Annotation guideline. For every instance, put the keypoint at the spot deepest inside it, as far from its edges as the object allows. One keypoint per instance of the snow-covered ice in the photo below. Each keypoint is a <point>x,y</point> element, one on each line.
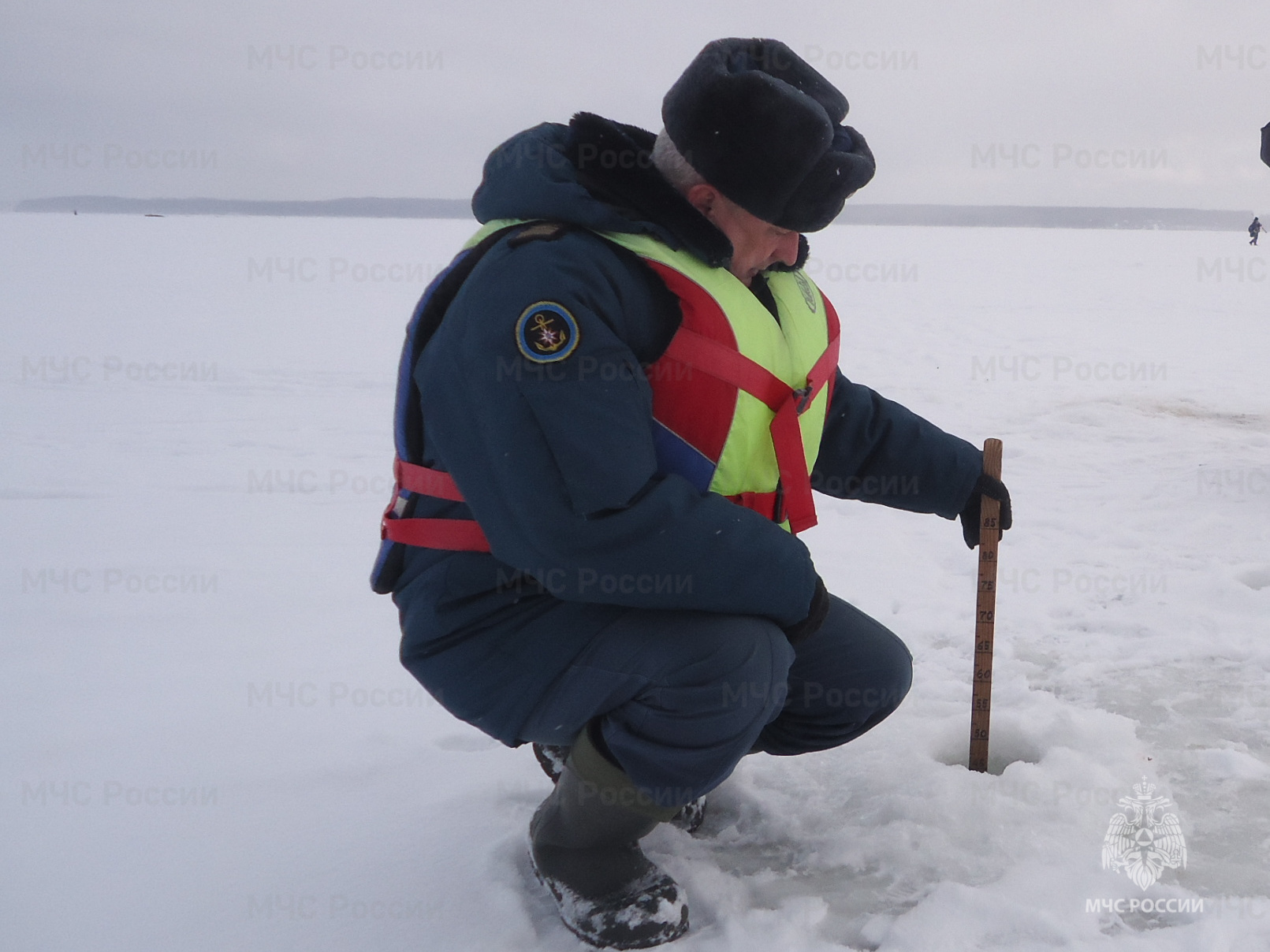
<point>209,743</point>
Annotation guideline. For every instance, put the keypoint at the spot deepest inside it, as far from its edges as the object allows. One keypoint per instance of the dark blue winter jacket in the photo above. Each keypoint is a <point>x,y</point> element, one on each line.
<point>557,461</point>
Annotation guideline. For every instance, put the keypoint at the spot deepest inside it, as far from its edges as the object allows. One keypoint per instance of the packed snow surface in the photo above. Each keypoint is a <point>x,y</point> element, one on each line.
<point>209,743</point>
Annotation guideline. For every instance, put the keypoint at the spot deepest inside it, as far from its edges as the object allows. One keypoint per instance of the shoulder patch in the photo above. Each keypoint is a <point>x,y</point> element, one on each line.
<point>546,333</point>
<point>804,286</point>
<point>538,231</point>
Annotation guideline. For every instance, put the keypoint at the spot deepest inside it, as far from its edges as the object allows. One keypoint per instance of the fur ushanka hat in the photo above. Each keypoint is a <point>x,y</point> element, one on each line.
<point>765,128</point>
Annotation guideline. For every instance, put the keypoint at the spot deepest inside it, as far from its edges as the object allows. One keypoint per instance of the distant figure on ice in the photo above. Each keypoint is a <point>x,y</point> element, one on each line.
<point>611,414</point>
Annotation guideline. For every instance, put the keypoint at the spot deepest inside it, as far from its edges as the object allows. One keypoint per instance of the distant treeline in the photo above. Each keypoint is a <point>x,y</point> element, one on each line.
<point>992,216</point>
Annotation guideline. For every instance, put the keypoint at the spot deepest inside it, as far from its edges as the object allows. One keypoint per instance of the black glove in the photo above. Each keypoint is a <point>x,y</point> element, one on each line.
<point>806,629</point>
<point>985,486</point>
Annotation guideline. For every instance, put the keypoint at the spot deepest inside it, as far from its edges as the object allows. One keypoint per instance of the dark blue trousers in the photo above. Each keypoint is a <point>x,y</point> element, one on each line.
<point>682,696</point>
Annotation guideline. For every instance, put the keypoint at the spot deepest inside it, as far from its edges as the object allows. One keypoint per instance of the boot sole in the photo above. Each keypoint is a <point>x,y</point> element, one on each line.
<point>563,902</point>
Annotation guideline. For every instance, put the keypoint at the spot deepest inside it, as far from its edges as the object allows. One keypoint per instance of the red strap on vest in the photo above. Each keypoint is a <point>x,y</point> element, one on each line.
<point>430,482</point>
<point>733,367</point>
<point>453,534</point>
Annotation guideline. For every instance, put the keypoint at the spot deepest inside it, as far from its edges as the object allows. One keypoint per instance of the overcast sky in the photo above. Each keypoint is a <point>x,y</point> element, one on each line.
<point>981,102</point>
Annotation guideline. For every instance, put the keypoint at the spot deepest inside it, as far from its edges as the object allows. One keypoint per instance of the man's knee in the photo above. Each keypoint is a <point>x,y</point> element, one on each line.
<point>752,665</point>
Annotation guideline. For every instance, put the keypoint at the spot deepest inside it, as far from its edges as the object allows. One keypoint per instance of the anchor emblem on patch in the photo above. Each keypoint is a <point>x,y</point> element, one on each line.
<point>546,333</point>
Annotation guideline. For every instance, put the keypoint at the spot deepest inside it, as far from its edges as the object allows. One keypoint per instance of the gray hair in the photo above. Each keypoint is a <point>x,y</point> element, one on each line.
<point>673,166</point>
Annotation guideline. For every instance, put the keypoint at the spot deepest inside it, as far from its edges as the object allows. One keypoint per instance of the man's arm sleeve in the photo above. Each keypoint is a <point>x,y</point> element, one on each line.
<point>878,451</point>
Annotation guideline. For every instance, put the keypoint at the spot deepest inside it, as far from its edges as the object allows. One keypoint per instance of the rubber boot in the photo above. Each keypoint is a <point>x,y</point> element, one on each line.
<point>551,758</point>
<point>584,847</point>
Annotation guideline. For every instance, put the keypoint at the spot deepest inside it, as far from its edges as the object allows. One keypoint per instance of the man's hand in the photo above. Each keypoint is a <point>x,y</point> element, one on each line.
<point>816,615</point>
<point>985,486</point>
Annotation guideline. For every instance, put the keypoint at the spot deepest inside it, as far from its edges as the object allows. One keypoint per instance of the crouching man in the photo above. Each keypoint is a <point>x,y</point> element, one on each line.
<point>611,413</point>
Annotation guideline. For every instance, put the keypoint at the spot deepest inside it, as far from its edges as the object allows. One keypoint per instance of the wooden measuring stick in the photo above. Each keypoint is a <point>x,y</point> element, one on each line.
<point>985,612</point>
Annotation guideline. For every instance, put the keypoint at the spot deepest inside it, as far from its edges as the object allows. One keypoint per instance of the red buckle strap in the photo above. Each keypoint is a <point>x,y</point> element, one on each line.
<point>430,482</point>
<point>453,534</point>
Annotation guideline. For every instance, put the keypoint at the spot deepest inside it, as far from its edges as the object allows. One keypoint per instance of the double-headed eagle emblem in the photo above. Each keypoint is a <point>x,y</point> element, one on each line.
<point>1143,841</point>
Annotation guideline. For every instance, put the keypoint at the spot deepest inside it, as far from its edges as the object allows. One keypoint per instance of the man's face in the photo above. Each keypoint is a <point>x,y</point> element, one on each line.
<point>756,244</point>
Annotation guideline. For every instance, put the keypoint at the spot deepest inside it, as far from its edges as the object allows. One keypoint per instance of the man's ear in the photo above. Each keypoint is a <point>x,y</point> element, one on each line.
<point>702,197</point>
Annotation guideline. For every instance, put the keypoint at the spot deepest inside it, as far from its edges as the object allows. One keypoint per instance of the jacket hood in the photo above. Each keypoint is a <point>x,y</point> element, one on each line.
<point>597,174</point>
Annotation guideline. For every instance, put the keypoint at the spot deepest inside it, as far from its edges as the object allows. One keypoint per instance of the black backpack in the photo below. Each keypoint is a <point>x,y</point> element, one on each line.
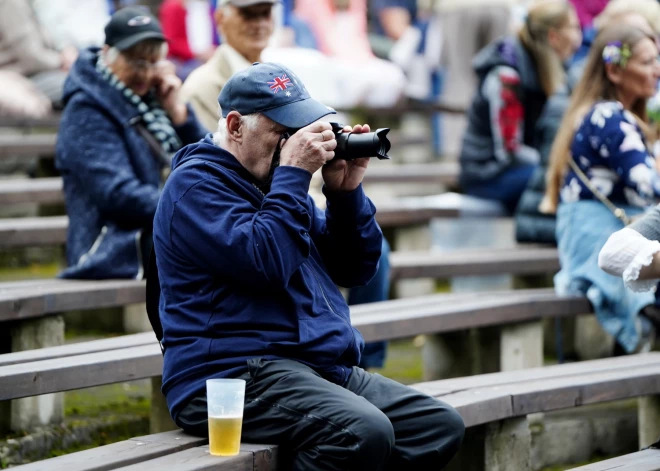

WORK ORDER
The whole listing above is to be repeated exactly, apart from its pictures.

TASK OUTPUT
Annotation guideline. For every instance, put the keypoint at the spot deepest inside it, as far from its edges as the object allows. One keypoint per instance of the snow-covered ice in the photo below. Each keypoint is a <point>x,y</point> element, one on each line.
<point>209,743</point>
Annotation guideline. For every instance, put the keypoint at the spot deepest inside it, as far from its edges as the object allows. One keypoint per instance of the dark blue winter jacket in the photo above. Each keypoint is a <point>x,y</point> element, one on each line.
<point>557,461</point>
Annotation guideline. For every instance, put the keypoint at the spot deepest inside it, as far from its edges as the object allows. One keypoint per instance of the packed snow surface in the photo above. Each keypoint is a <point>x,y</point> element, one on each line.
<point>209,743</point>
Annotation guideline. For every instance, put the keypoint at the spot deepest inside it, as far from its edges as the object allows. One keypoint per instance of the shoulder patch in the photo above. Each keypoint is a <point>x,y</point> element, one on each line.
<point>546,333</point>
<point>804,286</point>
<point>538,231</point>
Annotation guideline. For every instance, put the keypoint at the spot deepest inside it, as far from its edges as the object allows. One keypoint per instance of the fur ushanka hat in the photo above. Each keypoint is a <point>x,y</point> element, one on each line.
<point>765,128</point>
Annotation guideline. For every instance, put the keypoint at the spot deepest inside it, as far from its edges as the object allows. One keypoint per instance of the distant figure on ice in the photo above. Each keypoint is a <point>x,y</point> element, one on each line.
<point>611,414</point>
Annotation guideline. For every instance, put the keypoint at the spot deepest inside it, as far from its edges as the object allows. One keypoint per instance of the distant treeline in the photo above. Each keypoint is a <point>x,y</point> element, one on each line.
<point>992,216</point>
Annotation guideline. For every instance, put the keypoint at the spot deepest inside it, as far from its edges as the object allows. One keypoint per instance of the black glove in the photo above. Each keypoint is a <point>x,y</point> element, one on each line.
<point>806,629</point>
<point>985,486</point>
Annotation guideline. For every instance, put the keypoint at the spot deepest inside it, as far from its edges as the object allows. One keypoint per instance of the dark blue trousers in the photo above. Each keypoint is a <point>x,y</point> element, one on each line.
<point>682,696</point>
Annotation guideline. For every instance, put the keypoint at the spot deepest inside it, as far from its edges as the object allows. One keypoint per instance of the boot sole in the photo above. Each keypoint is a <point>x,y</point> element, one on each line.
<point>563,902</point>
Annotation guideline. For every instance, put the keypoint at the spot deepest inside it, as far from its edges as the object allows. One keypoint per instance of the red strap on vest in the photo above. Each keypoint is a <point>x,y</point> element, one on each line.
<point>430,482</point>
<point>733,367</point>
<point>453,534</point>
Annotation guideline. For every instance, put the keypoint at the spot deepest inside it, as far from its edges as the object allows. One keypoint per instance of the overcast sky in the photo above. Each keypoint is a <point>x,y</point> element, one on each line.
<point>981,102</point>
Annotation guideline. For every instance, put the keypoint at the spot deepest inside it, as far from its edges as the object allows. One keypoint per instance of the man's knee in the photo above. Each keypoint is a <point>x,y</point> element, one on each line.
<point>752,665</point>
Annotation guideline. For every instance, put the keypoint at the spot deepest inside it, as far from its edges as the object allows. One keypoint per instance of the anchor emblem on patch in the photo above. Each keypoint is a <point>x,y</point> element, one on each line.
<point>546,333</point>
Annotation guideline. For every instance, put the keypoint at the spot deepest inside it, as far from its edges as the object allows. One keypoint per instance of the gray hair in the photo above. Each keypoint is a <point>x,y</point> element, one on each line.
<point>673,166</point>
Annotation guideline. For every instance, put the keypoint at the spot deepest inside it, as far from its edges as the object allows. One keypoint per instance of the man's arm sleeve in the photo above. Each keypoint is a <point>x,y</point> element, one on each line.
<point>878,451</point>
Annotation guideline. For every instance, put the keypoint at the spot deepest inside it, as far from its edges as the object allows. One keypoint per instance of the rubber boot in the photo above. Each keypoint is a <point>x,y</point> element, one on each line.
<point>551,758</point>
<point>584,847</point>
Annotation guideline. For every instance, put the keypoint at the spot deepest inside it, as far from its edges as the object allows. One keypoint per instance of the man's hand in the photo above. Each keypoint is a <point>x,y</point> element, one on each line.
<point>816,615</point>
<point>985,486</point>
Annotation guideline. For every instance, put the keypoint at the spot deepest inside it, as far from its edges as the object allows. One keypoint per instance of the crouching man in the photo above. Each keypoint is a <point>x,y</point> element, one on each line.
<point>611,413</point>
Annotation guideline. For every instance, put the keypoint at the spot deepest inside it, as far from its edges as the object allows. One keypoint per instance of the wooden measuring stick in the photo above. Each keypoint is a <point>x,y</point> element, one on each line.
<point>985,612</point>
Annotation guideline. For every instance, put the keypoint at the spot deepest inside it, as far from its edges as the object allows. One keypoint per instance of the red buckle strap in the photo above. Each keypoint is a <point>x,y</point> element, one on each line.
<point>430,482</point>
<point>453,534</point>
Annotation guideline. For every instance, put the keypoint at the spot deepest inside it, as far from its edges as the object allows. One keypoint per instance of the double-headed eagle emblem in the photo above. Each keypoint is a <point>x,y</point> element, one on each line.
<point>1143,841</point>
Annotation guideline. For every instance, put the keypoint at the spot deepest inside it, as far from its edges as the object allows. One keypoint per instance of the man's face in the photo above. Each keypoint is a <point>x,y</point> element, one on each line.
<point>756,244</point>
Annotation guideline. For every instance, put the keypoint at the spot deepest inside it, as far from its edges as the object allows. One keypoint per instance of the man's ear in the photo above. Each keypoint is a <point>x,y</point> element, one on each line.
<point>702,197</point>
Annotation guideline. For every instance, put the keypoint at the spot deepest inside it, as far from its edges as the object allows. One keypoint per instance of the jacket hood in the photo above. Each keypoint is a <point>x,y</point> element, one on each line.
<point>597,174</point>
Annotation guideline. For every instance, put the keypoint at the spot deepest inside it, as far from its edges as the object allows. One keypoint per instance of the black backpack in the photo below. Each keypoint is a <point>x,y</point> element, one on each line.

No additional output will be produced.